(Region labeling records)

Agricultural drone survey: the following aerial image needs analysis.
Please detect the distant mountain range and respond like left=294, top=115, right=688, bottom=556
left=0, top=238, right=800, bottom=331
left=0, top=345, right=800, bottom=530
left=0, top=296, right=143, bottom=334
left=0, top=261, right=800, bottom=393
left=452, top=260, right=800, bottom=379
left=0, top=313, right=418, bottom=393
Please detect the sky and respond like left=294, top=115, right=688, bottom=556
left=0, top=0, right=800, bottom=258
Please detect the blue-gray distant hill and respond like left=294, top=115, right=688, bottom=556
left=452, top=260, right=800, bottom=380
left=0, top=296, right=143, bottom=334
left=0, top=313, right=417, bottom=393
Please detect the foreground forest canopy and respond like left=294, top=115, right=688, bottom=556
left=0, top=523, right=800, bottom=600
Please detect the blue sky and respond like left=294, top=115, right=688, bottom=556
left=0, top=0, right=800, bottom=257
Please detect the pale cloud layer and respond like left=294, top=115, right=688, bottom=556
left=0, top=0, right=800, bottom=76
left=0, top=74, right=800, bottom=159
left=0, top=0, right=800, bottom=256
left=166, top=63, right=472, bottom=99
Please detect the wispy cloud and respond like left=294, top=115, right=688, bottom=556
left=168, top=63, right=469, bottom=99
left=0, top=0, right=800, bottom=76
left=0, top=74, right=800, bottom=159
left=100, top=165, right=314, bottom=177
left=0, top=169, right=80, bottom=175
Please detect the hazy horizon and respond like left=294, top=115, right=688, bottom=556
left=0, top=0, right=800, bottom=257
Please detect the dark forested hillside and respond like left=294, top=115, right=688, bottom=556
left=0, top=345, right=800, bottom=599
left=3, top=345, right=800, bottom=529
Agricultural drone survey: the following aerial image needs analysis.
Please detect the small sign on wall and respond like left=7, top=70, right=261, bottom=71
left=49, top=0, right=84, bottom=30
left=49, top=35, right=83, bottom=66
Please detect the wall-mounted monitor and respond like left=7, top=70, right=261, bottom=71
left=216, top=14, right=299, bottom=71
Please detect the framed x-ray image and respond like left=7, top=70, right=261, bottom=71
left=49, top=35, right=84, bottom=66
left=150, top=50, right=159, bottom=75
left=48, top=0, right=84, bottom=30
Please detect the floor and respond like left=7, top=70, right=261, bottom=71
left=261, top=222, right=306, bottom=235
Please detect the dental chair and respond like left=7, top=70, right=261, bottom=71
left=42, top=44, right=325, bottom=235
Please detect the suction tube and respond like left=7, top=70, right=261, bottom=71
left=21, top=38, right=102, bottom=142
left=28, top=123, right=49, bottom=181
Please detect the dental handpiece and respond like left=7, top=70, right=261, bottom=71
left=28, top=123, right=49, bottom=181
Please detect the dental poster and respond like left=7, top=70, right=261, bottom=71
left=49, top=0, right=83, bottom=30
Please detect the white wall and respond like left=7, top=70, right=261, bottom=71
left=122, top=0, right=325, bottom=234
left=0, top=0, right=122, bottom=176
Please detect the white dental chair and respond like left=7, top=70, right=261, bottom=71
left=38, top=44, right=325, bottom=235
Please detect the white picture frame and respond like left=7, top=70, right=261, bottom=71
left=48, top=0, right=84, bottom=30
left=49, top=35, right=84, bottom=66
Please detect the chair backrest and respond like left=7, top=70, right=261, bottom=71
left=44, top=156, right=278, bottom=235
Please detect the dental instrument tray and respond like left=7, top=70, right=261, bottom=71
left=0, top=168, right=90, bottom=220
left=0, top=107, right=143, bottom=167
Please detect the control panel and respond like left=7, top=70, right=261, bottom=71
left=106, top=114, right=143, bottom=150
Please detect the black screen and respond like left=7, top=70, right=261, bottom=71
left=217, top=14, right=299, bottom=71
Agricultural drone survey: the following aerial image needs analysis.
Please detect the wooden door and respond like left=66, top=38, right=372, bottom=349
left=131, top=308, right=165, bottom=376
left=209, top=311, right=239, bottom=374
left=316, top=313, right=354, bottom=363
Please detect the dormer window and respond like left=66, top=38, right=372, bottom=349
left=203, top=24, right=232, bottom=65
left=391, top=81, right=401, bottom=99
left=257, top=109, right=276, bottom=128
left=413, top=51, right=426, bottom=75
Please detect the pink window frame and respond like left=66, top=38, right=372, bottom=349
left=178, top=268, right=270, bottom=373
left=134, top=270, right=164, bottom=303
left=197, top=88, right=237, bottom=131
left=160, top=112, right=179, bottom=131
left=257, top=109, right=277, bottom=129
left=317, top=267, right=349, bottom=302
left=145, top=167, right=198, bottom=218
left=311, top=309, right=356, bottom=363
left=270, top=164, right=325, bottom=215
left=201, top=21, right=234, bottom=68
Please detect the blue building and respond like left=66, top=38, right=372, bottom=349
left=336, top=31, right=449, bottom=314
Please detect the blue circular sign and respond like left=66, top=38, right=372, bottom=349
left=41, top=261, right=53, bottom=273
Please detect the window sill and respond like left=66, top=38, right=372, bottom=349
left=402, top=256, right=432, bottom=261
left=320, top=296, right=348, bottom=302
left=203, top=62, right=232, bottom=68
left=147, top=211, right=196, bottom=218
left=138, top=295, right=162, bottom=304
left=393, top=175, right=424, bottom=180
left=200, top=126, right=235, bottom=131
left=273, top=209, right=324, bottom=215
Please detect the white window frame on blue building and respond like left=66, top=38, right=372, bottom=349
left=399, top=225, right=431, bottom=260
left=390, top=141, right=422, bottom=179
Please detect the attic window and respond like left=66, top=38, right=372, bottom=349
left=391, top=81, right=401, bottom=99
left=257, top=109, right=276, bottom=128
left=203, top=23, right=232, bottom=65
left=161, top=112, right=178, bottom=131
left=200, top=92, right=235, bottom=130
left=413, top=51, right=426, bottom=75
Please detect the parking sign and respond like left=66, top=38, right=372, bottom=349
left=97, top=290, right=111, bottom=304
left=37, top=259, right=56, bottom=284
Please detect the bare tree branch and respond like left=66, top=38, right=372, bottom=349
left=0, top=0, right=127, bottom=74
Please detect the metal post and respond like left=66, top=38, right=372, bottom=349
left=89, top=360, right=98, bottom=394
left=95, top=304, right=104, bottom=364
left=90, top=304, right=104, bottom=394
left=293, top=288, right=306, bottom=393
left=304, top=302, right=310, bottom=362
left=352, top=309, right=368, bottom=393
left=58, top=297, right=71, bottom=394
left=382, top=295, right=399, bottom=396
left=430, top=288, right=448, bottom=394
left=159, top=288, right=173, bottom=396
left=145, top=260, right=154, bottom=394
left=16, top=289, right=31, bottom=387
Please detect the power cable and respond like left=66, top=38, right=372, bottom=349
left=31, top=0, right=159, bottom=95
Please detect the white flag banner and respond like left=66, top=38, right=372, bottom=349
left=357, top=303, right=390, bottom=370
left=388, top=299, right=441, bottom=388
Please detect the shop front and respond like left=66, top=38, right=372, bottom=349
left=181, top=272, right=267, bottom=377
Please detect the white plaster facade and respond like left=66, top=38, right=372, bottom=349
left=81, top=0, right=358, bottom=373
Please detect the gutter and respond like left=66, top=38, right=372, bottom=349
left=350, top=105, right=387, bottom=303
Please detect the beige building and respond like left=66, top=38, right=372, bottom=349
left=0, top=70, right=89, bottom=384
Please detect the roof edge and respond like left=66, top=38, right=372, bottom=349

| TO BE DONE |
Turn the items above into a numbered list, leaving out any blank lines.

| EXERCISE SOLUTION |
1. Agricultural drone survey: the following aerial image needs analysis.
2. Please detect the distant mountain range and respond like left=294, top=115, right=688, bottom=556
3. left=0, top=238, right=800, bottom=331
4. left=0, top=345, right=800, bottom=530
5. left=0, top=296, right=143, bottom=334
6. left=0, top=261, right=800, bottom=393
7. left=452, top=260, right=800, bottom=379
8. left=0, top=313, right=418, bottom=393
9. Please detect the sky and respond like left=294, top=115, right=688, bottom=556
10. left=0, top=0, right=800, bottom=258
11. Please detect the blue-gray distant hill and respond like left=294, top=115, right=688, bottom=556
12. left=452, top=260, right=800, bottom=380
13. left=0, top=296, right=143, bottom=334
14. left=0, top=313, right=417, bottom=393
15. Please detect the foreground forest canopy and respond like left=294, top=115, right=688, bottom=556
16. left=0, top=523, right=800, bottom=600
17. Please detect the blue sky and respond like left=294, top=115, right=688, bottom=556
18. left=0, top=0, right=800, bottom=257
19. Please detect the pale cloud layer and respond like left=294, top=115, right=688, bottom=556
20. left=0, top=0, right=800, bottom=76
21. left=0, top=74, right=800, bottom=159
22. left=0, top=0, right=800, bottom=256
23. left=166, top=63, right=472, bottom=99
24. Please detect the wispy cloud and respond like left=294, top=115, right=688, bottom=556
25. left=168, top=63, right=469, bottom=99
26. left=0, top=0, right=800, bottom=76
27. left=0, top=74, right=800, bottom=159
28. left=100, top=165, right=314, bottom=177
29. left=0, top=169, right=80, bottom=175
30. Please detect the hazy horizon and respond like left=294, top=115, right=688, bottom=556
31. left=0, top=0, right=800, bottom=257
32. Please detect the dark forested hillside and respond like left=294, top=115, right=688, bottom=556
33. left=0, top=345, right=800, bottom=599
34. left=3, top=345, right=800, bottom=529
35. Agricultural drone survey: the following aerial image needs analysis.
36. Please detect the small sign on wall and respond like left=7, top=70, right=261, bottom=71
37. left=49, top=0, right=84, bottom=30
38. left=49, top=35, right=83, bottom=66
39. Please detect the wall-mounted monitor and respond like left=7, top=70, right=261, bottom=71
40. left=216, top=14, right=299, bottom=71
41. Please detect the framed x-ray image and respond like left=7, top=70, right=261, bottom=71
42. left=49, top=35, right=84, bottom=66
43. left=150, top=50, right=159, bottom=75
44. left=48, top=0, right=84, bottom=30
45. Please detect the floor and respond like left=7, top=70, right=261, bottom=71
46. left=261, top=222, right=306, bottom=235
47. Please detect the dental chair and respond like left=7, top=70, right=261, bottom=71
48. left=42, top=44, right=325, bottom=235
49. Please detect the suction tube and respond like left=7, top=70, right=261, bottom=71
50. left=21, top=38, right=102, bottom=142
51. left=28, top=123, right=49, bottom=181
52. Please detect the dental handpiece and respond like left=7, top=70, right=261, bottom=71
53. left=28, top=123, right=49, bottom=181
54. Please detect the dental poster and respond like left=7, top=70, right=261, bottom=71
55. left=49, top=0, right=83, bottom=30
56. Please detect the white wall and respond like left=7, top=70, right=261, bottom=71
57. left=122, top=0, right=325, bottom=234
58. left=0, top=0, right=122, bottom=176
59. Please detect the white dental chair and respond like left=7, top=70, right=261, bottom=71
60. left=38, top=44, right=325, bottom=235
61. Please detect the white picture frame and respond like left=7, top=70, right=261, bottom=71
62. left=48, top=0, right=84, bottom=30
63. left=49, top=35, right=84, bottom=66
64. Please detect the chair backrest and respond like left=7, top=70, right=261, bottom=71
65. left=44, top=156, right=278, bottom=235
66. Please detect the dental instrument tray and respond like left=7, top=70, right=261, bottom=71
67. left=0, top=168, right=90, bottom=220
68. left=0, top=107, right=143, bottom=167
69. Please detect the control panel and respond like left=7, top=70, right=261, bottom=71
70. left=106, top=114, right=143, bottom=150
71. Please detect the black screen and respond like left=7, top=70, right=261, bottom=71
72. left=217, top=14, right=299, bottom=71
73. Agricultural drone survey: the following aerial image needs analysis.
74. Please detect the wooden door and respond like left=66, top=38, right=372, bottom=349
75. left=131, top=308, right=165, bottom=376
76. left=209, top=311, right=239, bottom=374
77. left=316, top=313, right=354, bottom=363
78. Please detect the dormer window and respond like left=66, top=38, right=372, bottom=349
79. left=203, top=24, right=232, bottom=65
80. left=391, top=81, right=401, bottom=99
81. left=257, top=109, right=276, bottom=128
82. left=413, top=51, right=426, bottom=75
83. Please detect the pink window frame and respond like left=66, top=38, right=372, bottom=349
84. left=178, top=268, right=270, bottom=373
85. left=134, top=270, right=164, bottom=303
86. left=197, top=88, right=237, bottom=131
87. left=160, top=112, right=179, bottom=131
88. left=257, top=109, right=277, bottom=129
89. left=317, top=267, right=349, bottom=302
90. left=145, top=167, right=198, bottom=218
91. left=311, top=309, right=356, bottom=363
92. left=270, top=164, right=325, bottom=215
93. left=201, top=21, right=234, bottom=68
94. Please detect the blue building and respond like left=66, top=38, right=372, bottom=349
95. left=336, top=31, right=449, bottom=314
96. Please detect the blue circular sign and respond like left=66, top=38, right=372, bottom=349
97. left=41, top=261, right=53, bottom=273
98. Please detect the window sill and respond like left=66, top=38, right=372, bottom=349
99. left=402, top=256, right=432, bottom=261
100. left=320, top=296, right=348, bottom=302
101. left=203, top=62, right=232, bottom=68
102. left=147, top=211, right=196, bottom=218
103. left=138, top=295, right=162, bottom=304
104. left=393, top=175, right=424, bottom=180
105. left=200, top=126, right=235, bottom=131
106. left=273, top=209, right=324, bottom=215
107. Please detect the white window frame on blue building and respond like left=66, top=38, right=372, bottom=349
108. left=399, top=225, right=431, bottom=260
109. left=390, top=141, right=422, bottom=179
110. Please detect the attic window and respond like left=66, top=38, right=372, bottom=349
111. left=391, top=81, right=401, bottom=99
112. left=257, top=109, right=276, bottom=128
113. left=203, top=23, right=232, bottom=65
114. left=161, top=112, right=178, bottom=131
115. left=200, top=92, right=235, bottom=130
116. left=413, top=51, right=426, bottom=75
117. Please detect the parking sign and respond like left=66, top=38, right=372, bottom=349
118. left=97, top=290, right=111, bottom=304
119. left=37, top=259, right=56, bottom=284
120. Please detect the bare tree branch and respond like left=66, top=38, right=372, bottom=349
121. left=0, top=0, right=127, bottom=74
122. Please detect the metal post and respond like left=66, top=38, right=372, bottom=349
123. left=89, top=360, right=98, bottom=394
124. left=95, top=304, right=104, bottom=364
125. left=90, top=304, right=104, bottom=394
126. left=293, top=288, right=306, bottom=393
127. left=304, top=302, right=310, bottom=362
128. left=352, top=309, right=368, bottom=393
129. left=58, top=297, right=71, bottom=394
130. left=382, top=295, right=399, bottom=396
131. left=430, top=288, right=448, bottom=394
132. left=159, top=288, right=173, bottom=396
133. left=145, top=260, right=154, bottom=394
134. left=16, top=289, right=31, bottom=387
135. Please detect the power cable and respond like left=66, top=38, right=372, bottom=349
136. left=31, top=0, right=159, bottom=95
137. Please detect the white flag banner and respond like left=66, top=38, right=372, bottom=349
138. left=357, top=303, right=390, bottom=370
139. left=388, top=299, right=441, bottom=388
140. Please detect the shop front and respond like left=66, top=38, right=372, bottom=349
141. left=181, top=272, right=267, bottom=377
142. Please detect the white plaster facade and respond like left=66, top=38, right=372, bottom=349
143. left=81, top=0, right=358, bottom=373
144. Please detect the gutter and respond like left=66, top=38, right=372, bottom=349
145. left=350, top=105, right=387, bottom=303
146. Please detect the beige building and respond like left=66, top=38, right=372, bottom=349
147. left=0, top=70, right=89, bottom=384
148. Please detect the roof edge and respond like left=66, top=38, right=372, bottom=349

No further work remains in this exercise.